**SHORT TASK**
Put the lines of the listing below, from the line containing "the blue wooden" through the final line inclusive, into a numbered list. Omit blank lines and leave out the pictures.

**SOURCE RECORDS**
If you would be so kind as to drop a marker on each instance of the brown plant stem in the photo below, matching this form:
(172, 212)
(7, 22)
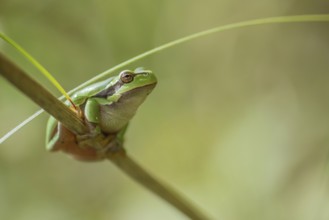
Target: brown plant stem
(65, 115)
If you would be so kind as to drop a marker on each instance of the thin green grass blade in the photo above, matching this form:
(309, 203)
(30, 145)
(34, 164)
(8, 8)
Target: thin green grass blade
(41, 68)
(262, 21)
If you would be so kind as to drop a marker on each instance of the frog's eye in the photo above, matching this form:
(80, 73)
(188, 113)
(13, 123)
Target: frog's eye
(126, 76)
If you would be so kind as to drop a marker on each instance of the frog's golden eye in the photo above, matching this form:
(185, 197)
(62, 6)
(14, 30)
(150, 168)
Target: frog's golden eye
(126, 76)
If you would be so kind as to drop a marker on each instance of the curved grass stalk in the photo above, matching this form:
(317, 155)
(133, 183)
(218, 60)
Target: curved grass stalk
(41, 68)
(262, 21)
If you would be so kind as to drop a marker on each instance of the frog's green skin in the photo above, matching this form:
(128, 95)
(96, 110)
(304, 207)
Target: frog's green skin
(107, 107)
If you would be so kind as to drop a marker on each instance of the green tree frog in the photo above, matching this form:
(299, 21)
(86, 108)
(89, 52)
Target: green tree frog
(107, 108)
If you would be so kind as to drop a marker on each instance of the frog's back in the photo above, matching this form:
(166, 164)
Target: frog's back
(79, 97)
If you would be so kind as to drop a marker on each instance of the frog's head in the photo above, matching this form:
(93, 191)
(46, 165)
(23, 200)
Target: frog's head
(139, 81)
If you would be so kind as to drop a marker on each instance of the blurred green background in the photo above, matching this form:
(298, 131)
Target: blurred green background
(238, 123)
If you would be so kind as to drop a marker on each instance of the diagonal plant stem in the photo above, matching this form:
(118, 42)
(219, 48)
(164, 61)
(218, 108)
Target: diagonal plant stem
(65, 115)
(40, 95)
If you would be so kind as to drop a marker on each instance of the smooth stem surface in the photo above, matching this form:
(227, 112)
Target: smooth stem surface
(132, 169)
(40, 95)
(70, 120)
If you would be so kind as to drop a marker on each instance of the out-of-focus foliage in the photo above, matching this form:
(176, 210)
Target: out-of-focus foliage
(238, 123)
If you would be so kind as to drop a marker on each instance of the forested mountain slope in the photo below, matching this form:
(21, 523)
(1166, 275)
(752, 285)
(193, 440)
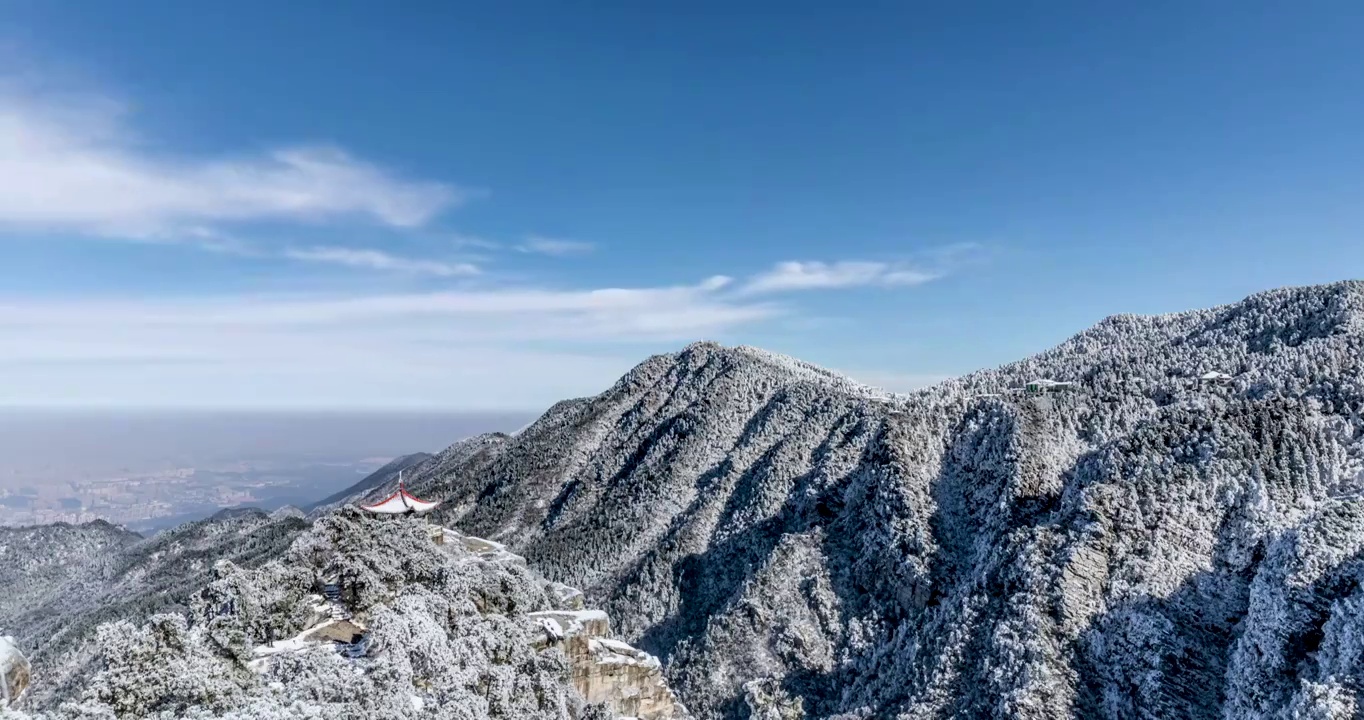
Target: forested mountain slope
(1147, 546)
(364, 618)
(62, 581)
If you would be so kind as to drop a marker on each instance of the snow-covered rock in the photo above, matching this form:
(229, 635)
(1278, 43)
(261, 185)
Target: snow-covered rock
(14, 672)
(1136, 547)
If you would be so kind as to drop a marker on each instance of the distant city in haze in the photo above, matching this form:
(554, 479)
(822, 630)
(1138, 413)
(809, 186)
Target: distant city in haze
(154, 469)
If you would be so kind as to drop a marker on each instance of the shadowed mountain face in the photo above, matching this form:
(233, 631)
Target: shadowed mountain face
(59, 582)
(1145, 546)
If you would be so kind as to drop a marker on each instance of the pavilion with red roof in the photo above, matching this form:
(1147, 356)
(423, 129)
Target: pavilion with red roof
(400, 503)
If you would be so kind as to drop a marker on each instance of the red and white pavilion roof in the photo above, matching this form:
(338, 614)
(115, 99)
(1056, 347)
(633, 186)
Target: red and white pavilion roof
(400, 502)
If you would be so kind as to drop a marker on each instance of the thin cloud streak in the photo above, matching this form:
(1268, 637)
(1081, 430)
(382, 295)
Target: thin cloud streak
(554, 246)
(78, 167)
(375, 259)
(820, 276)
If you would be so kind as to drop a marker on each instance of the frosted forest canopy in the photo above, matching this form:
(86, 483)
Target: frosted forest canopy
(793, 544)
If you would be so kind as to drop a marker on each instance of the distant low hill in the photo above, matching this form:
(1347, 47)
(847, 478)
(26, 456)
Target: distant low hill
(373, 480)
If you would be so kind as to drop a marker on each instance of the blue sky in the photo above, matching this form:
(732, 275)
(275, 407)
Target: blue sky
(351, 205)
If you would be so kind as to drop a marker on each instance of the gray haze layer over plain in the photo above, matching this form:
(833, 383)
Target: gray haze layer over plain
(59, 445)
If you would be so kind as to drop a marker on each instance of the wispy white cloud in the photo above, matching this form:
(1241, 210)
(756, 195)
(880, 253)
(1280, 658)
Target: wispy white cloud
(554, 246)
(488, 348)
(375, 259)
(74, 162)
(820, 276)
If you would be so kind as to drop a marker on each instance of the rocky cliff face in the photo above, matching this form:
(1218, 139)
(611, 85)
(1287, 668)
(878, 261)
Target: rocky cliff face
(1145, 546)
(14, 672)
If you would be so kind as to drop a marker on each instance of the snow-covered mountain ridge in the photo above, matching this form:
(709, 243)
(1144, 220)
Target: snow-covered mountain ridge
(793, 544)
(783, 536)
(371, 618)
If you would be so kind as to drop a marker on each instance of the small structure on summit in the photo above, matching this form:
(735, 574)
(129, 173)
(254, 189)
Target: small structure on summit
(14, 672)
(1045, 387)
(400, 503)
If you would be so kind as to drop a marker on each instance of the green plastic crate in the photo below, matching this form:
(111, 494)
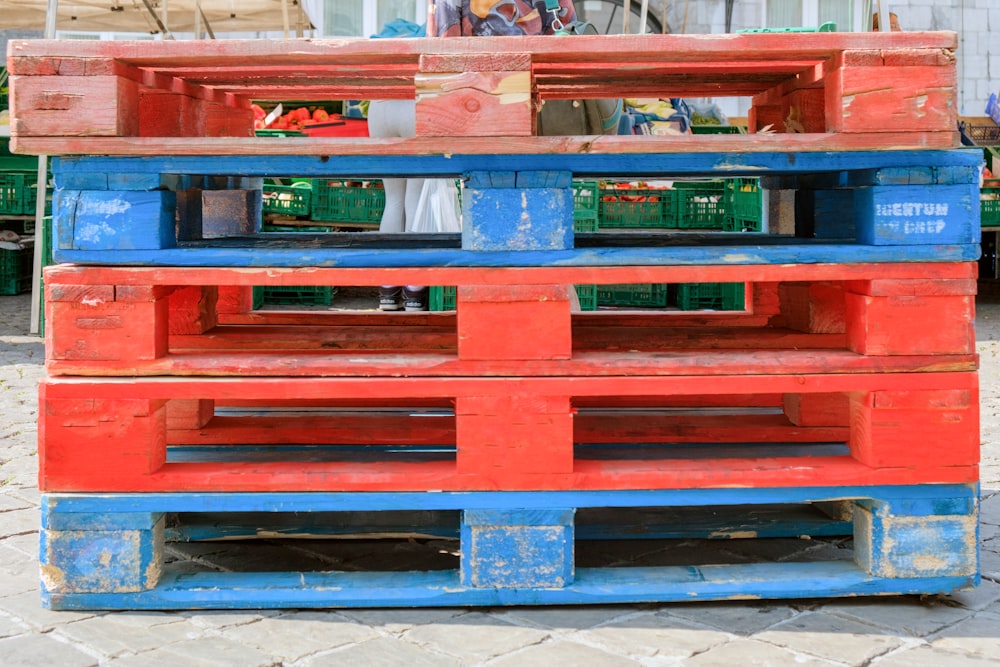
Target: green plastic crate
(284, 229)
(335, 202)
(649, 295)
(12, 162)
(311, 295)
(744, 205)
(717, 129)
(15, 270)
(445, 298)
(710, 296)
(701, 204)
(829, 26)
(17, 192)
(637, 208)
(989, 207)
(287, 200)
(587, 294)
(585, 203)
(441, 298)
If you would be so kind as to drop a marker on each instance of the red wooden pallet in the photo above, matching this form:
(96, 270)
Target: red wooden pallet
(806, 319)
(819, 91)
(103, 435)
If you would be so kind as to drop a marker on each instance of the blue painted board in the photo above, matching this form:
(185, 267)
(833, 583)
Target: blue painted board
(114, 219)
(579, 164)
(516, 219)
(89, 504)
(443, 589)
(309, 255)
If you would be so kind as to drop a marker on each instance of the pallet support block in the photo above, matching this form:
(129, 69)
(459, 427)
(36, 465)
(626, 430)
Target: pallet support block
(116, 553)
(908, 317)
(511, 439)
(817, 409)
(919, 214)
(484, 95)
(189, 413)
(94, 104)
(813, 307)
(193, 309)
(115, 324)
(909, 90)
(526, 548)
(129, 435)
(105, 551)
(907, 428)
(919, 538)
(514, 322)
(517, 211)
(114, 220)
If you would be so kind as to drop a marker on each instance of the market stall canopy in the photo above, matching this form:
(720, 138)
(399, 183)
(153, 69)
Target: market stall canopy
(146, 16)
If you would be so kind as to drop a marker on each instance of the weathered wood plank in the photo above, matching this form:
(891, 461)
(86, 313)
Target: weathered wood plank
(514, 548)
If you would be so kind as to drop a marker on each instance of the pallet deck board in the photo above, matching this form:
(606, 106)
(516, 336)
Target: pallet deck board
(532, 533)
(904, 80)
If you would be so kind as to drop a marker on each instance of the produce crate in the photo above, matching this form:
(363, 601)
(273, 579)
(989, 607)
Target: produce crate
(313, 295)
(744, 205)
(279, 133)
(11, 162)
(650, 295)
(282, 229)
(335, 201)
(718, 129)
(587, 294)
(710, 296)
(17, 192)
(444, 298)
(637, 208)
(983, 135)
(701, 204)
(288, 200)
(585, 204)
(441, 298)
(15, 269)
(989, 207)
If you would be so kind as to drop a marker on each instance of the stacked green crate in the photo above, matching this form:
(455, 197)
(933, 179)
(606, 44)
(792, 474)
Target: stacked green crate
(989, 207)
(585, 205)
(637, 208)
(288, 200)
(16, 268)
(585, 212)
(308, 295)
(642, 295)
(745, 209)
(701, 204)
(349, 203)
(710, 296)
(445, 298)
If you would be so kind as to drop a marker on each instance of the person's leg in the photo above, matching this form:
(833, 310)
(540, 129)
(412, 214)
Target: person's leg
(384, 121)
(396, 197)
(414, 186)
(393, 118)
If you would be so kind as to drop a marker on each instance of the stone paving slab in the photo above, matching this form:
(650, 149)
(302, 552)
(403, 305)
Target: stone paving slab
(932, 631)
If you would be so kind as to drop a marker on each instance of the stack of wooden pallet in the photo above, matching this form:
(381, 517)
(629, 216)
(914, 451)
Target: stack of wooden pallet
(848, 380)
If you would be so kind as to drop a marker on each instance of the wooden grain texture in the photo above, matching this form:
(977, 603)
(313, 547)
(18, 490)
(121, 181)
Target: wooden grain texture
(103, 434)
(832, 81)
(513, 548)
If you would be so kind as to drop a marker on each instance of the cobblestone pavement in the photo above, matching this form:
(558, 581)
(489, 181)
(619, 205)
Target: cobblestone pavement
(938, 631)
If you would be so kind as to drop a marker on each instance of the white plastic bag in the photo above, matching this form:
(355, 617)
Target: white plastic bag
(438, 208)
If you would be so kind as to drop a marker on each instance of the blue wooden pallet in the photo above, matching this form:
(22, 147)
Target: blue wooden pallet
(106, 551)
(892, 206)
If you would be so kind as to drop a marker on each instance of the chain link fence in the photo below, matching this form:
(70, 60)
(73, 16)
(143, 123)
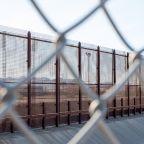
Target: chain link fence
(97, 108)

**RESULT**
1. If you would be so kind as to drop a marker on each instance of the blue wooden pallet in the photo above, matching this form:
2. (22, 147)
3. Target: blue wooden pallet
4. (106, 551)
5. (892, 206)
6. If you would be so kind as to drop a marker on each instance of the chain link fence in the photo below, matching this form:
7. (70, 60)
8. (73, 16)
9. (143, 123)
10. Target: chain link fence
11. (97, 108)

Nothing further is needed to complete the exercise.